(COMPLETE THE FOLLOWING):
a: According to the iBuying text below, why is Opendoor likely to win if iBuying has a future? Answer in one to three sentences.
b: Write the next part of the iBuying text below, starting after its last sentence.

Zillow’s recent exit from iBuying sent a shockwave through my confidence that iBuying has a long-term profitable place in real estate tech. As I thought it through, I concluded it’s too early to tell if the iBuying opportunity will stand the test of time. In the meantime, it’s still our job at Loup to predict where consumer behavior will evolve over the next decade and which companies will enable that change. Opendoor’s September quarter report, in the shadow of Zillow’s iBuying exit, was at least one data point that iBuying has a future. And if it does have a future, Opendoor will be a likely winner given Zillow’s exit puts about 25% of the iBuying market share up from grabs, and Opendoor is positioned to capture much of it given it’s the only iBuying company with scale based on its current 50% plus market share. Loup is an investor in OPEN.

Takeaways from the quarter

  • The company is operating above plan, as evidenced by exceeding revenue expectations by 13% and guiding revenue up by 8% for the December quarter. EPS was a loss of $0.09 compared to the Street expecting a loss of $0.17.

(Records in a dataset)
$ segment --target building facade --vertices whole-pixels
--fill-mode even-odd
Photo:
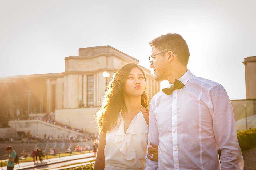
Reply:
[[[256,99],[256,56],[247,57],[243,62],[245,72],[246,99]]]
[[[25,85],[23,86],[26,86],[23,90],[32,89],[32,94],[38,91],[32,100],[40,101],[35,104],[39,104],[40,109],[36,107],[28,112],[27,109],[26,114],[28,112],[29,114],[55,112],[58,122],[87,132],[97,132],[94,115],[106,85],[121,66],[130,62],[139,64],[139,61],[109,46],[80,48],[78,54],[78,56],[65,58],[63,72],[10,76],[0,79],[0,82],[15,83],[21,80]],[[151,99],[160,90],[160,83],[155,80],[149,70],[143,69],[146,92]],[[109,73],[109,77],[103,76],[105,71]],[[36,83],[39,80],[41,84],[45,84],[38,90]]]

(WRITTEN RESPONSES):
a: Zillow's exit leaves about 25% of the iBuying market share open for other companies to take. Opendoor is positioned to capture much of it because, with a current market share above 50%, it is the only iBuying company with scale.

b:
  • From a high level, Opendoor’s vision is to build a consumer-facing, vertically integrated way to sell, finance, and buy homes. This is where Zillow struggled to innovate, given the marketplace nature of the platform put Zillow’s cash-generating customers (agents) at odds with vertically integrated products.
  • Zillow leaving the market could impact Opendoor’s marketing efficiency given Opendoor will likely benefit from Zillow building broader awareness of iBuying. That said, with an NPS consistently above 80, once Opendoor gets a foothold in a market, word-of-mouth marketing is powerful.

Why has Opendoor not blown up like Zillow?

Understandably, the earnings call focused on the risk that Opendoor’s iBuying aspirations ultimately end like Zillow’s. The company pointed to its pricing algorithms, which include risk management rules, along with operational refinement and scale, as reasons why they’ll be successful in iBuying. From my end, while the jury is out, things are moving in the right direction.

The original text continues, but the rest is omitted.